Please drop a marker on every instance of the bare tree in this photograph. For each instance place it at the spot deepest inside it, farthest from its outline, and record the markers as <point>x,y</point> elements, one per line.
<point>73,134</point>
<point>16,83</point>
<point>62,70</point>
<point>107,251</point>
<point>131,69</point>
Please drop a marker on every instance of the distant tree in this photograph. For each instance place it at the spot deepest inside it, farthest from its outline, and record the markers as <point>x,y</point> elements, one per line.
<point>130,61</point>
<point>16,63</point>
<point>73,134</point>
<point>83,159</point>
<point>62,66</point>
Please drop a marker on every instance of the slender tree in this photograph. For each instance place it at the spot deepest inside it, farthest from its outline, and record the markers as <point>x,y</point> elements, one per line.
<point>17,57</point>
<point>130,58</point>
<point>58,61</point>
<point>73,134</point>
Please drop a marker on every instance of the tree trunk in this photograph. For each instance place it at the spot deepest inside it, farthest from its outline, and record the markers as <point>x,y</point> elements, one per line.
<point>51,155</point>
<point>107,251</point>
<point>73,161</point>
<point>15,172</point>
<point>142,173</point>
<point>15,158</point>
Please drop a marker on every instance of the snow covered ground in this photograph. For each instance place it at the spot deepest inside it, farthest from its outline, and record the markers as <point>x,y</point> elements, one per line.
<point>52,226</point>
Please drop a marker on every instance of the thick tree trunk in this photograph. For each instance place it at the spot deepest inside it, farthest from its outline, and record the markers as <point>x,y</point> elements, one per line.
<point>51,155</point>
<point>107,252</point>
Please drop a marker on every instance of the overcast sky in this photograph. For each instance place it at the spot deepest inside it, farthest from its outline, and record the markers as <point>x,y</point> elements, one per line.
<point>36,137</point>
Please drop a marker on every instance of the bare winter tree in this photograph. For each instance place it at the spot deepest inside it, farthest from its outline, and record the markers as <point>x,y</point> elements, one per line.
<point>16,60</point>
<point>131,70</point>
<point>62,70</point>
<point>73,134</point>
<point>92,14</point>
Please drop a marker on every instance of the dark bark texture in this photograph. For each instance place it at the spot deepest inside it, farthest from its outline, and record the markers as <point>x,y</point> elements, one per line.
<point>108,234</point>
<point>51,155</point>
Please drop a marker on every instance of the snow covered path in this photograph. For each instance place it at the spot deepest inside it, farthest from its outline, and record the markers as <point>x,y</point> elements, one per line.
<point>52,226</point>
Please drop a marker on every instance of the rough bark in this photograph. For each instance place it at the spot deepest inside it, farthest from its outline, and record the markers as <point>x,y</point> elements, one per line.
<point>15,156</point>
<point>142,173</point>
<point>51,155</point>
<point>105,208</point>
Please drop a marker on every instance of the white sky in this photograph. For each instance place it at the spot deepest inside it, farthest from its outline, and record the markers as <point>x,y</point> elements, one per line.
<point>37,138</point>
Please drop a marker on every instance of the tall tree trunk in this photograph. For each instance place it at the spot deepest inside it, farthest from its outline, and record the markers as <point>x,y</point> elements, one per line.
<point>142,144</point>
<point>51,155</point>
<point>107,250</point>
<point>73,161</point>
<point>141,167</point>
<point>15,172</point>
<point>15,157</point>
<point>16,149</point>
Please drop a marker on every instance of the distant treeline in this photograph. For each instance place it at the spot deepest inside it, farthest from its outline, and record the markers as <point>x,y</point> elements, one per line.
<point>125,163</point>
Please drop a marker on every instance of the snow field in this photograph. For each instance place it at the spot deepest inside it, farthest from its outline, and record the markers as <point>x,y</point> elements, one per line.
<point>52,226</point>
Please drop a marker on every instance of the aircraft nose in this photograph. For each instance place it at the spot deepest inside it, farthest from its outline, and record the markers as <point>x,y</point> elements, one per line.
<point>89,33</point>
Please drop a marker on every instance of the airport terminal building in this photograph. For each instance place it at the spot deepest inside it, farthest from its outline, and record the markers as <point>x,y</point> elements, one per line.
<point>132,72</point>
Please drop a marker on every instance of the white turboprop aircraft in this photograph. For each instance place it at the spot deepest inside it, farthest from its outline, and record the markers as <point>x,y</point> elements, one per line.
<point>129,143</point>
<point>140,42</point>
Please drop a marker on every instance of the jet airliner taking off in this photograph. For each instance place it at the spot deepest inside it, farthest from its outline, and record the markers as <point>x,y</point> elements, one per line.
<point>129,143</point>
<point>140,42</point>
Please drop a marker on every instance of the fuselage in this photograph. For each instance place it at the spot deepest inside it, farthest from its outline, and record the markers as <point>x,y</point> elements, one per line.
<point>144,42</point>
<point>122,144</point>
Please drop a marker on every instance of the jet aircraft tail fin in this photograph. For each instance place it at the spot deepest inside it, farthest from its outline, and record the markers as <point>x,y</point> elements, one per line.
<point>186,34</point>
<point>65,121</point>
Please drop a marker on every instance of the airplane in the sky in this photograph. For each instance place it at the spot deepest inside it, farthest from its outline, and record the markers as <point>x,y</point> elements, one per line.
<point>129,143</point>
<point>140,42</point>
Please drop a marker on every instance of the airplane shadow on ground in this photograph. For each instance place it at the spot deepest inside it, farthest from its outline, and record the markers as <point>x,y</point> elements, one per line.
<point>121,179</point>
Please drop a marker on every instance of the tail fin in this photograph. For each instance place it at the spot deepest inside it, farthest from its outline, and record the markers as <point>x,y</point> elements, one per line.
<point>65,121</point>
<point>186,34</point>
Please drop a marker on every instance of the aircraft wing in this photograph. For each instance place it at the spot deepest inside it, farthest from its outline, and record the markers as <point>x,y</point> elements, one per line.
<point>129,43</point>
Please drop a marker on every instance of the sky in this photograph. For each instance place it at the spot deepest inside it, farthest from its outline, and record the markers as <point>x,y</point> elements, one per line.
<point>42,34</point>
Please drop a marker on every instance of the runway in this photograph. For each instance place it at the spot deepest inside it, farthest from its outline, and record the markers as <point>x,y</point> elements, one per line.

• **Task directions**:
Update the entries above so that each occurrence of "drop a marker" reads "place a pin", with everything else left unchanged.

• **Reply to the exercise**:
Please place a pin on every instance of the bare tree in this photograph. For each instance place it at the spot deepest inside it, farthest from its outline, and record the markers as <point>x,y</point> elements, one per line.
<point>73,134</point>
<point>16,83</point>
<point>62,70</point>
<point>107,251</point>
<point>131,69</point>
Please place a pin on every instance of the distant tree in this photograph. For each instance place it at the spot deepest inside it, farthest from its outline, and record the markers as <point>x,y</point> elements, one per line.
<point>130,61</point>
<point>16,63</point>
<point>73,134</point>
<point>83,159</point>
<point>62,66</point>
Please place a pin on every instance of the slender tree in this photograph. For each instance place it at the spot deepest inside it, farthest from its outline, and record the markers as <point>x,y</point> elements, one per line.
<point>17,57</point>
<point>130,58</point>
<point>58,61</point>
<point>73,134</point>
Please place a pin on every instance of the tree trunk in this photograph. For each instance place it at the spot deepest inside it, farthest from its outline, and record the markers as <point>x,y</point> elements, one per line.
<point>51,155</point>
<point>107,251</point>
<point>73,161</point>
<point>15,172</point>
<point>142,173</point>
<point>15,158</point>
Please place a pin on every instance of the snow covered ground in this photograph. For each instance place it at the spot deepest inside it, farthest from its outline, and record the markers as <point>x,y</point> elements, one per line.
<point>52,226</point>
Please place a pin on every instance of the thick tree trunk in this photograph. For each instance place it at the spot deepest inside it, farthest from its outline, and record the markers as <point>x,y</point> elements, one per line.
<point>51,155</point>
<point>107,252</point>
Please place a pin on every instance of the overcast sky in this photograph. For each instance place it at the spot deepest inside it, farthest from its outline, and record the markers as <point>x,y</point> elements, one per line.
<point>36,137</point>
Please place a pin on every instance of the bare winter tree in this photograph. For each instance place it at the spot deepest inside it, farthest from its outline, and record the markers as <point>x,y</point> elements, one per line.
<point>16,60</point>
<point>131,70</point>
<point>62,70</point>
<point>73,134</point>
<point>92,14</point>
Please place a pin on every instance of the dark bark texture in this photograph. For each instance place it at the spot deepest inside it, farthest from its outline, and record the markers as <point>x,y</point> elements, one per line.
<point>108,234</point>
<point>51,155</point>
Please place a pin on every instance of the snow covered path in this photograph. For each instance place it at the spot deepest inside it, farthest from its outline, and record the markers as <point>x,y</point> elements, one per line.
<point>52,226</point>
Please place a pin on every instance of the rough bark in this photograph. For each instance place it at the spot deepest inside it, farthest from its outline, and record the markers as <point>x,y</point> elements, one per line.
<point>15,156</point>
<point>142,173</point>
<point>51,155</point>
<point>105,208</point>
Please place a pin on every instance of the white sky in this photograph. For each instance place it at the spot deepest inside it, farthest from its outline, and record the markers as <point>x,y</point> elements, one per line.
<point>37,138</point>
Please place a pin on every instance of the tall tree trunk in this photograph. For each instance place it at the spot deepest inside it, farthest from its outline, and record the markers as <point>x,y</point> elements, one per line.
<point>142,144</point>
<point>51,155</point>
<point>107,250</point>
<point>73,161</point>
<point>141,167</point>
<point>15,172</point>
<point>15,157</point>
<point>16,149</point>
Please place a pin on every instance of the distant treeline in this photograph. For each instance place it at the spot deepest inside it, farthest from its outline, and record the markers as <point>x,y</point> elements, one per line.
<point>125,163</point>
Please place a pin on every instance of the snow field in this photograph. For each instance place it at the spot deepest inside it, farthest from its outline, and record the markers as <point>x,y</point> elements, one per line.
<point>52,226</point>
Please place a pin on every instance of the aircraft nose in this photograph. For each instance place it at the spot deepest inside it, farthest from its outline, and record the markers as <point>x,y</point> elements, one per line.
<point>89,33</point>
Please place a pin on every instance of the airport terminal building in this photograph. For each instance place it at the spot deepest inside it, farthest from its outline, and record the markers as <point>x,y</point> elements, one per line.
<point>132,72</point>
Please place a pin on every instance of the white turboprop aircraft in this photograph. For each instance place it at the spot deepest inside it, farthest from its outline, and record the markers as <point>x,y</point> elements, one per line.
<point>129,143</point>
<point>140,42</point>
Please place a pin on every instance of the jet airliner taking off in this photograph. For each instance place it at the spot deepest inside it, farthest from its outline, and record the markers as <point>x,y</point> elements, one per line.
<point>129,143</point>
<point>140,42</point>
Please place a pin on every instance of the fuselage in this photograph. For each instance place it at the spot deepest inside it, farthest from its outline, and record the markers as <point>x,y</point> elements, one per line.
<point>144,42</point>
<point>122,144</point>
Please place a pin on every instance of the jet aircraft tail fin in this photograph. For each instance place it at the spot deepest inside it, farthest from its outline, and record the markers as <point>x,y</point> elements, one per line.
<point>186,34</point>
<point>65,121</point>
Please place a pin on every instance of the airplane in the sky in this photograph. For each instance place it at the spot deepest inside it, farthest from its outline, and record the markers as <point>x,y</point> elements, one per line.
<point>129,143</point>
<point>140,42</point>
Please place a pin on every instance of the airplane shadow on ground in this photograph. For each instance place it at the spot deepest inside it, farthest from its outline, and record the markers as <point>x,y</point> elements, one per line.
<point>121,179</point>
Please place a pin on every instance of the tail fin in this photograph. For each instance place it at the spot deepest inside it, farthest from its outline, and record the markers as <point>x,y</point> elements, one per line.
<point>65,121</point>
<point>186,34</point>
Please place a pin on every instance of the aircraft wing in this photograph. For each instance place it at the spot deepest inside it, farthest from its outline, and record the markers as <point>x,y</point> elements, one per line.
<point>129,43</point>
Please place a pin on every instance of the sky in this photograph. For each instance place it at the spot deepest inside it, farthest from its outline, and record the markers as <point>x,y</point> elements, one per line.
<point>42,34</point>
Please place a pin on every instance of the runway in this photograph. For each instance place it at the spot deepest inside it, farthest from its outline, and record the markers as <point>x,y</point> elements, one per line.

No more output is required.